He bought a Ferrari 250GT in 1958 - the first of many - and was continually vexed by mechanical problems, specifically with the cars' clutches. After one too many visits to Ferrari's factory, Lamborghini had had enough and, as mentioned in the main piece, he demanded to see Enzo Ferrari himself. The rest has entered into motoring legend.

In 1963, at the age of 47, Lamborghini set up his car company, taking on Ferrari by building what he saw as a more complete, more refined and capable GT car: the 350GT. He poached some of Ferrari's best engineers to better the designs of V12 engines, and his personal involvement and readiness to roll up his sleeves and help out on the factory floor made everyone in his employment fiercely loyal.

Those engineers were young, and saw the potential for creating a lightweight, technically advanced sports car with a mid-mounted V12 engine. Nobody was building road cars like this at the time and, much to their surprise, Lamborghini sanctioned their sideline project. When Bertone studios suggested they alone could clothe this incredible chassis with a suitable body, Marcelo Gandini's Miura masterpiece was born and the world changed overnight. This was just three years after the formation of his company.

* WHAT IS EXPECTED:
Pick up the account of Ferruccio Lamborghini's car company after its last sentence and carry it forward.

* Items from a data source:
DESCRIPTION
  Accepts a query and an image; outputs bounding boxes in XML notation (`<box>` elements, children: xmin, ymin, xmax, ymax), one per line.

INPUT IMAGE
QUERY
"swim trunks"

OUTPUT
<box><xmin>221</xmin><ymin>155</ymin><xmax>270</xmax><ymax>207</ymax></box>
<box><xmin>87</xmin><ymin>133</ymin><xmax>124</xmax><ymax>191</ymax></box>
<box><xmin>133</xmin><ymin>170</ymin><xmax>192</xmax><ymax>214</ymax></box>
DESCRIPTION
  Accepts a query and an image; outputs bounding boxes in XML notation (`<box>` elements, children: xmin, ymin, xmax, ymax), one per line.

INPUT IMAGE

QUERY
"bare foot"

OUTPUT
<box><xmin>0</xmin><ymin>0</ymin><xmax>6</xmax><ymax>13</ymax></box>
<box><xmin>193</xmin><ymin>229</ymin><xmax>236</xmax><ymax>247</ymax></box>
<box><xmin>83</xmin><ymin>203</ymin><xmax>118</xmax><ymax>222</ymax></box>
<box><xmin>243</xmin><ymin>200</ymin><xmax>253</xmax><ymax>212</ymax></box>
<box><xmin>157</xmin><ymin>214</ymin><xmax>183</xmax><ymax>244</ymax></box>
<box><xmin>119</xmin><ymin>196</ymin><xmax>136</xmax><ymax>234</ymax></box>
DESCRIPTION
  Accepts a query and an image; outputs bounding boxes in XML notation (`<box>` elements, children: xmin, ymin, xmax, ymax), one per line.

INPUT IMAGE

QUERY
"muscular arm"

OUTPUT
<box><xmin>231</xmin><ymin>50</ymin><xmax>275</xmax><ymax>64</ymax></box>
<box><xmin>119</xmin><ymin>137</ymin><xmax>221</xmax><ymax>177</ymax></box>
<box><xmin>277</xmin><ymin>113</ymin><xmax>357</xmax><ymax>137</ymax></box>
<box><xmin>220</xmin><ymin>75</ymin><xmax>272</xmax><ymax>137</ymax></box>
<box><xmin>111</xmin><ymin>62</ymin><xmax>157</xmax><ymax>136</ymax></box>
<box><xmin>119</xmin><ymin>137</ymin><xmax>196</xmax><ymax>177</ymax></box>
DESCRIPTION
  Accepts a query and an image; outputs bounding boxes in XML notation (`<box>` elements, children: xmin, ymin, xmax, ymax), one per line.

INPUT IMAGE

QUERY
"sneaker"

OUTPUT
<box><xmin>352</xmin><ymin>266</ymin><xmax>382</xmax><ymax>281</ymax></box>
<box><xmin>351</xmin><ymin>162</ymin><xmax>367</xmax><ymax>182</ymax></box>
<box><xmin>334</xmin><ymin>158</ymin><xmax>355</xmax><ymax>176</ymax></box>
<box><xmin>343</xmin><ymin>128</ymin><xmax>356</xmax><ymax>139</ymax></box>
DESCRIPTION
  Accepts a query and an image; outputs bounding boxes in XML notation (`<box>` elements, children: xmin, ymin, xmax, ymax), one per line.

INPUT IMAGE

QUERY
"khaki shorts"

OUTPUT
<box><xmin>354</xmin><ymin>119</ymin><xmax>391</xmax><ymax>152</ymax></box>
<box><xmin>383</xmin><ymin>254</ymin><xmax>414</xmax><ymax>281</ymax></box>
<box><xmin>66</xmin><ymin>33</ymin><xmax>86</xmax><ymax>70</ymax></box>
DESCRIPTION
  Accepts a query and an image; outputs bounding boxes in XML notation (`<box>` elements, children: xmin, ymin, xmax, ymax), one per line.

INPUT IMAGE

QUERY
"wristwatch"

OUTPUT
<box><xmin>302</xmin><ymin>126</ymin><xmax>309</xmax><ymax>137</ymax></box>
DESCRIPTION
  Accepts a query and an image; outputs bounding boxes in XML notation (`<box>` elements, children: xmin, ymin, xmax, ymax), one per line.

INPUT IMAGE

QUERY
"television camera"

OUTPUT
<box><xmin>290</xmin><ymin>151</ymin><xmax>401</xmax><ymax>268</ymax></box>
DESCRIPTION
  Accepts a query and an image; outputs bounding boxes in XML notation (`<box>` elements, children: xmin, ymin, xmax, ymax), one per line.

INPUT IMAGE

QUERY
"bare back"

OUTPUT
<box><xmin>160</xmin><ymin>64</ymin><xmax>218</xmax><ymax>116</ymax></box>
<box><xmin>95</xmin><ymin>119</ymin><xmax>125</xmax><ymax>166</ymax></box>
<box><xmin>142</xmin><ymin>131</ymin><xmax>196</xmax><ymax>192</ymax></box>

* ANSWER:
The Miura put Lamborghini on the map and the shocking Countach kept it there throughout the 1970s and 80s. Lamborghini himself, disillusioned by the Italian labour laws and the worldwide energy crisis that dealt a hammer blow to sales of his cars, sold his stake in the tractor business in 1972 and, two years later, left the car business for good, too.

Automobili Lamborghini, under the financial stability of Audi, which has owned it since 1998, still does what its founder set out to do. It builds utterly brilliant cars that make genuine alternatives to those built by its nearby neighbour. It revels in shaking the establishment, getting people talking and giving the fortunate few that get to drive its cars the times of their lives. A hundred years of innovation in half the time - that's how the current management is describing Lamborghini - and there's no arguing with that.